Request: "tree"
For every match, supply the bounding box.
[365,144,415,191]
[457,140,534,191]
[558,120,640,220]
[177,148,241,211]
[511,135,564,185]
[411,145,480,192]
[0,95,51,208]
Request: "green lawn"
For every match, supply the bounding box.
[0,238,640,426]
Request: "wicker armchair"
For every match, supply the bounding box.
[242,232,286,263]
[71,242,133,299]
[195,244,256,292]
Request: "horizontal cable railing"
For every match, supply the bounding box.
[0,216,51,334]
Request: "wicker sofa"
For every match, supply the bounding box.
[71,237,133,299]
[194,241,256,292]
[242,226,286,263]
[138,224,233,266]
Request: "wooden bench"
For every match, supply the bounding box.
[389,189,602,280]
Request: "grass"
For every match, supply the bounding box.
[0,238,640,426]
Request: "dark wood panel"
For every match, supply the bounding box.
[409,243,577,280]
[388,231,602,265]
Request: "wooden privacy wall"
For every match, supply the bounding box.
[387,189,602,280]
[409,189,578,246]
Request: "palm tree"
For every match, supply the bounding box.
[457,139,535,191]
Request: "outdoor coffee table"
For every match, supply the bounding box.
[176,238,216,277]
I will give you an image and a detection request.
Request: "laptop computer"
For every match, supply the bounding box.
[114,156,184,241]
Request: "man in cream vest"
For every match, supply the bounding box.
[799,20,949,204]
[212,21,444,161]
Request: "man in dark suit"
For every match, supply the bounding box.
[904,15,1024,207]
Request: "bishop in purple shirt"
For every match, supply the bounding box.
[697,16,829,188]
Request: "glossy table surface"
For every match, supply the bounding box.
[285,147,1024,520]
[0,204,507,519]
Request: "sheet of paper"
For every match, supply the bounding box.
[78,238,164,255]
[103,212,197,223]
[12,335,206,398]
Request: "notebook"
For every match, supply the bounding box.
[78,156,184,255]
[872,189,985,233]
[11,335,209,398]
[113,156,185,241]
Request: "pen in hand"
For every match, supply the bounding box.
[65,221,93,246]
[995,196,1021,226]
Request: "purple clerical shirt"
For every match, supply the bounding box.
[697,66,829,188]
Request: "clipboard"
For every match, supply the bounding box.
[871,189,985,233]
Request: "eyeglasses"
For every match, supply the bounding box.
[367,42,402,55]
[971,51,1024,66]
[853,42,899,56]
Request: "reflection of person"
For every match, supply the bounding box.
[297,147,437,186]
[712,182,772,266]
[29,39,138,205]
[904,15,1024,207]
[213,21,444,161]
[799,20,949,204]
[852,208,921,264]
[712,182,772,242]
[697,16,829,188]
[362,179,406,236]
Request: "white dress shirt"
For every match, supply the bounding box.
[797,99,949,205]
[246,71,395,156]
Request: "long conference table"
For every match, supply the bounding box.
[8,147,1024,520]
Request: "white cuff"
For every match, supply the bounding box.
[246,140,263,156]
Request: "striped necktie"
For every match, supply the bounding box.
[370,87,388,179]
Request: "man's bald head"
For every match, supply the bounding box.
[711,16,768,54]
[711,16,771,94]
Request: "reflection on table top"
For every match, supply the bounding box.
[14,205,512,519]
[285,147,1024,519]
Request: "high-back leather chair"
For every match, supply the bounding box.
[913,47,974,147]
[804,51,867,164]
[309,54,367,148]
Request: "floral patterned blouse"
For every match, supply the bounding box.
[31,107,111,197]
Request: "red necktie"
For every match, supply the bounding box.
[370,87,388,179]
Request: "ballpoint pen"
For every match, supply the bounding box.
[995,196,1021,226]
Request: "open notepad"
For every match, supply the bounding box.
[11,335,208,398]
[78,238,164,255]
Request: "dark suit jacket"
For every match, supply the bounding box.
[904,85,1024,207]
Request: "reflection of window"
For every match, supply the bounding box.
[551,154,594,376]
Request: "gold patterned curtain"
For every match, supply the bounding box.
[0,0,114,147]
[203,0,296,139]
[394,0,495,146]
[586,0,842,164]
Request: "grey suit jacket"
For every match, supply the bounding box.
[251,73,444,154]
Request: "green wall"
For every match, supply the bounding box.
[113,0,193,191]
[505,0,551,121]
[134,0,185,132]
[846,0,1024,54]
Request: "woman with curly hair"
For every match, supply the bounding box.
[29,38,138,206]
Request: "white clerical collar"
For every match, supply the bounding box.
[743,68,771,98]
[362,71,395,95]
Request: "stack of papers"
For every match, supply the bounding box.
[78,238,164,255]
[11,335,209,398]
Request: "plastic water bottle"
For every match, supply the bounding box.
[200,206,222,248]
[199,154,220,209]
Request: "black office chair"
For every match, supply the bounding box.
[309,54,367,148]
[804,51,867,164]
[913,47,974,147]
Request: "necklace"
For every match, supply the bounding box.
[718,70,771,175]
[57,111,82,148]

☆ ☆ ☆

Instructions to follow: Reproduce every line of the entries above, from their start through the line containing "[12,335,206,398]", and shift each bounding box by adding 26 to every one of its coordinates.

Reply to the exercise:
Request: "tree"
For every match, supply the bounding box.
[391,170,441,217]
[483,166,560,217]
[584,146,666,246]
[203,174,267,237]
[537,161,590,211]
[437,171,506,218]
[26,121,77,234]
Request: "green lawn"
For every match, supply the bounding box.
[26,264,666,452]
Request: "wicker armchair"
For every match, supply the bounding box.
[268,258,312,289]
[97,268,159,325]
[221,270,282,318]
Request: "horizontal cable railing"
For every match, supply the bounding box.
[26,242,77,360]
Request: "wicker sofa"
For every match, supply the bounding box.
[97,263,159,325]
[220,267,282,318]
[268,252,312,289]
[164,250,259,292]
Request: "wooden bench"
For every match, supply the bounding box.
[415,215,628,306]
Request: "grass"
For every match, supply the bounding box.
[26,264,666,452]
Request: "dark wood panel"
For every match, supply the bounding box.
[435,269,603,306]
[414,257,628,291]
Request: "wooden privacy wall"
For every match, supply the bounding box.
[413,215,628,306]
[435,215,604,272]
Request: "palm tree"
For every match, supply the bounding box.
[483,165,561,217]
Request: "outdoor coffee table"
For every match, supply the bounding box.
[202,264,242,303]
I will give you an image and a detection request.
Request: "laptop computer"
For every match, supply the bounding box.
[140,182,210,267]
Request: "man in cream vest"
For every match, supply the bounding box.
[825,46,975,230]
[238,47,470,187]
Request: "man in dark suit"
For every match, supply the bounding box.
[930,41,1050,233]
Request: "bishop in purple shirt"
For every match, supply the bounding box.
[723,42,855,214]
Request: "glossy table surface"
For every match, supply the bounding box.
[311,173,1050,546]
[26,230,533,545]
Request: "sheet of paper"
For every match, supply the bounding box.
[104,264,190,281]
[129,238,223,249]
[38,361,232,424]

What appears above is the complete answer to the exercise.